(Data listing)
_ _ _ _ _ _ _

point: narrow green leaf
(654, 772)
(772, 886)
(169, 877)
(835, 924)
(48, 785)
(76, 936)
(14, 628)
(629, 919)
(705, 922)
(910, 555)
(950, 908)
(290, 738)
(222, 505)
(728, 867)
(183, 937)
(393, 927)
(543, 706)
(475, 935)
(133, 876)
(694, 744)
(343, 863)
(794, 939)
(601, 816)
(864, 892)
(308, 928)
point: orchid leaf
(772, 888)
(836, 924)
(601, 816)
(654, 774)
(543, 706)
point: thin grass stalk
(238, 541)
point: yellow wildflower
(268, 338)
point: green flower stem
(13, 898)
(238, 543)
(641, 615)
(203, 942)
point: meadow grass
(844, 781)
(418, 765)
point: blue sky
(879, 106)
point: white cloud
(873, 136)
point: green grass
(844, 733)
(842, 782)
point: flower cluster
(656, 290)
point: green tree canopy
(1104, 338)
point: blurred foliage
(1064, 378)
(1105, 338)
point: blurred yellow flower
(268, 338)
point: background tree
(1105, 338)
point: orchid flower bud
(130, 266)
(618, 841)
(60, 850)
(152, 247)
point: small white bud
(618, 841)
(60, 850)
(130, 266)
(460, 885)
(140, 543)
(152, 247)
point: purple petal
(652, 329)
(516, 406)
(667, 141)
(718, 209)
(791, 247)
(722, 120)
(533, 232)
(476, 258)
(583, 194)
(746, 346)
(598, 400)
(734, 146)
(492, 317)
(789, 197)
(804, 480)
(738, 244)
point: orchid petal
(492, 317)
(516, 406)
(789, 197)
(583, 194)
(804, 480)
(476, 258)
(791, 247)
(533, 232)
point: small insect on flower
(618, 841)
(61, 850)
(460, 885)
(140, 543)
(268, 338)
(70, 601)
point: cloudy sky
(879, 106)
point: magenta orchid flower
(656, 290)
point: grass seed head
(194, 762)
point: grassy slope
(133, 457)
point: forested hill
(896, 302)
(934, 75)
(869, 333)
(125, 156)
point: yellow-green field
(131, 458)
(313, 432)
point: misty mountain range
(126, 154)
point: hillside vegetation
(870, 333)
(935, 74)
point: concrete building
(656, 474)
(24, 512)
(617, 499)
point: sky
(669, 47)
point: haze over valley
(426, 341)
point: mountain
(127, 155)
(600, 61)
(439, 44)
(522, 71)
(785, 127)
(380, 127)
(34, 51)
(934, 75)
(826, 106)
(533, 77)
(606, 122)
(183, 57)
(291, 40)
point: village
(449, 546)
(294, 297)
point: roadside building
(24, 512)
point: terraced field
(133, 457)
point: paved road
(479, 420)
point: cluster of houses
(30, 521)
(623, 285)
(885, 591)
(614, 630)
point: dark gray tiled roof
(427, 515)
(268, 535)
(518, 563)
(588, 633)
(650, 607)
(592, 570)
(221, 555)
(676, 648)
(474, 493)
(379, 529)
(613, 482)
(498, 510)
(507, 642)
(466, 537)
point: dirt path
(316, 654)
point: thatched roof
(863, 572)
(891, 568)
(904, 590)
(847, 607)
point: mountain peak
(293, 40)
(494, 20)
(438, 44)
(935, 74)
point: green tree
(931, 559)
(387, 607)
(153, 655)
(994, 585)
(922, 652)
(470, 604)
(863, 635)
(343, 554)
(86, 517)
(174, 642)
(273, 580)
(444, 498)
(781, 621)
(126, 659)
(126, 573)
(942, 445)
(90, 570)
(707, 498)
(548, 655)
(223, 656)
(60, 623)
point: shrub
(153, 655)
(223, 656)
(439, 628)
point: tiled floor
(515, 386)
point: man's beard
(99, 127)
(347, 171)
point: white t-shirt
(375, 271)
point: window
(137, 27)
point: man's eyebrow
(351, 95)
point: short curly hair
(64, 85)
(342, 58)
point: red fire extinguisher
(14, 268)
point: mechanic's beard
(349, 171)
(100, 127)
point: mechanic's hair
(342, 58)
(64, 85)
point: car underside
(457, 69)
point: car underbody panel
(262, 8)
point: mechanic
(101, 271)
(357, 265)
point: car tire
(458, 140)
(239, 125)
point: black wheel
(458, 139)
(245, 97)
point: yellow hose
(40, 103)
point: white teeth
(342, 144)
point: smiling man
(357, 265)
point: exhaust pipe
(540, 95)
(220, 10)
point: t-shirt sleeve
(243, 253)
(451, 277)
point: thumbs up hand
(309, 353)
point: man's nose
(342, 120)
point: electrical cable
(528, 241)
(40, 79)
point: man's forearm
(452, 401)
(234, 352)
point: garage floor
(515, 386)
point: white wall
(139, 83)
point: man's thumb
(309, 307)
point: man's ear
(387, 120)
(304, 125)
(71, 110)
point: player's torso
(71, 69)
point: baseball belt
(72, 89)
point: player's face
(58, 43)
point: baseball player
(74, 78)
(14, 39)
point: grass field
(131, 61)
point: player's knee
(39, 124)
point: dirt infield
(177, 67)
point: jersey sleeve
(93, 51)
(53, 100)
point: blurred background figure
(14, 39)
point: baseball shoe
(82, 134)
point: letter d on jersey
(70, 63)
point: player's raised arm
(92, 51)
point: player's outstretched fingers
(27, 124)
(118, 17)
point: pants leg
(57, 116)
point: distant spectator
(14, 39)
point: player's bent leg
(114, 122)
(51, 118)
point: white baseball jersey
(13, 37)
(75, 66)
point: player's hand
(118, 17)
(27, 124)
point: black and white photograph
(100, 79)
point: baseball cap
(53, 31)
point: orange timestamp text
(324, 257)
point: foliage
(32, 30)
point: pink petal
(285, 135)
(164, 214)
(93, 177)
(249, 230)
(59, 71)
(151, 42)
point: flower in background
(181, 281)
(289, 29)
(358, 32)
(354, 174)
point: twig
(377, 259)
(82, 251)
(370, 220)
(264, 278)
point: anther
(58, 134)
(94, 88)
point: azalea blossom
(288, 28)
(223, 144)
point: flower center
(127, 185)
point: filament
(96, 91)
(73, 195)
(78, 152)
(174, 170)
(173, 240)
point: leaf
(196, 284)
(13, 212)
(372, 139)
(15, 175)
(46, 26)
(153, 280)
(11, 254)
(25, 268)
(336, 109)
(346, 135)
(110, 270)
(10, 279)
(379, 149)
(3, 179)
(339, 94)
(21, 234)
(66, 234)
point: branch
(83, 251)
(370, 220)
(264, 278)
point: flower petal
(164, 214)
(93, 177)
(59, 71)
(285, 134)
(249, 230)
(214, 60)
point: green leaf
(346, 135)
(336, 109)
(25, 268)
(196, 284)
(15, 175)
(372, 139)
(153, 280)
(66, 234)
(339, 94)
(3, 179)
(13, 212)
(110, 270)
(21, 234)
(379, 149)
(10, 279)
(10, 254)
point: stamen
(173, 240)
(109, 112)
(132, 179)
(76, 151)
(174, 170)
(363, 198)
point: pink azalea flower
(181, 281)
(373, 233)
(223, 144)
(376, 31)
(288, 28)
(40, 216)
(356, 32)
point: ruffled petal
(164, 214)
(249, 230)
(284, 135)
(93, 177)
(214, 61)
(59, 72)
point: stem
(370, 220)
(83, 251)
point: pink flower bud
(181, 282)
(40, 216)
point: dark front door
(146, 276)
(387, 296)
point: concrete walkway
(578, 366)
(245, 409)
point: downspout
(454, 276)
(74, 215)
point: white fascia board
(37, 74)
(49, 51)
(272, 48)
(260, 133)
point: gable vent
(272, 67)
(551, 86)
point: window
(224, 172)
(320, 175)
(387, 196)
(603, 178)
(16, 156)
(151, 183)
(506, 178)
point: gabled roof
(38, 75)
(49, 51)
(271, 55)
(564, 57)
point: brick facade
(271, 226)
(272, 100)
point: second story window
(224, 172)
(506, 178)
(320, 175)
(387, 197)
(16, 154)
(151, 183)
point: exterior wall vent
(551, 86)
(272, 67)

_ _ _ _ _ _ _

DIRECTION:
The line containing "point: flower in background" and every line after it, through the end of the records, should be repeated exactly and alone.

FULL ANSWER:
point: flower in background
(181, 281)
(289, 29)
(358, 32)
(354, 174)
point: twig
(377, 259)
(82, 251)
(370, 220)
(264, 278)
point: anther
(58, 134)
(94, 88)
point: azalea blossom
(288, 28)
(223, 144)
point: flower center
(127, 185)
point: filament
(96, 91)
(73, 195)
(78, 152)
(174, 170)
(173, 240)
point: leaf
(196, 284)
(13, 212)
(372, 139)
(15, 175)
(46, 26)
(153, 280)
(11, 254)
(25, 268)
(336, 109)
(346, 135)
(110, 270)
(10, 279)
(379, 149)
(3, 179)
(339, 94)
(21, 234)
(66, 234)
point: branch
(83, 251)
(370, 220)
(264, 278)
point: flower petal
(164, 214)
(93, 177)
(59, 71)
(285, 134)
(249, 230)
(214, 60)
point: green leaf
(346, 135)
(336, 109)
(25, 268)
(196, 284)
(15, 175)
(372, 139)
(153, 280)
(66, 234)
(339, 94)
(3, 179)
(13, 212)
(110, 270)
(21, 234)
(379, 149)
(10, 279)
(10, 254)
point: stamen
(173, 240)
(109, 112)
(132, 179)
(76, 151)
(174, 170)
(363, 198)
point: pink azalea flower
(181, 281)
(373, 233)
(223, 144)
(376, 31)
(288, 28)
(40, 216)
(356, 32)
point: ruffled petal
(164, 214)
(249, 230)
(284, 135)
(93, 177)
(214, 61)
(59, 72)
point: stem
(370, 220)
(83, 251)
point: pink flower bud
(181, 282)
(40, 216)
point: dark front door
(146, 276)
(387, 296)
point: concrete walkway
(578, 366)
(245, 409)
point: downspout
(454, 276)
(74, 215)
point: white fascia board
(37, 74)
(49, 51)
(272, 48)
(260, 133)
point: gable vent
(272, 67)
(551, 86)
point: window
(224, 172)
(320, 175)
(387, 196)
(603, 178)
(16, 156)
(151, 183)
(506, 178)
point: gabled roof
(38, 75)
(49, 51)
(271, 55)
(564, 57)
point: brick facade
(271, 226)
(272, 100)
point: second story window
(224, 172)
(506, 178)
(320, 175)
(387, 197)
(16, 154)
(151, 183)
point: exterior wall vent
(551, 86)
(272, 67)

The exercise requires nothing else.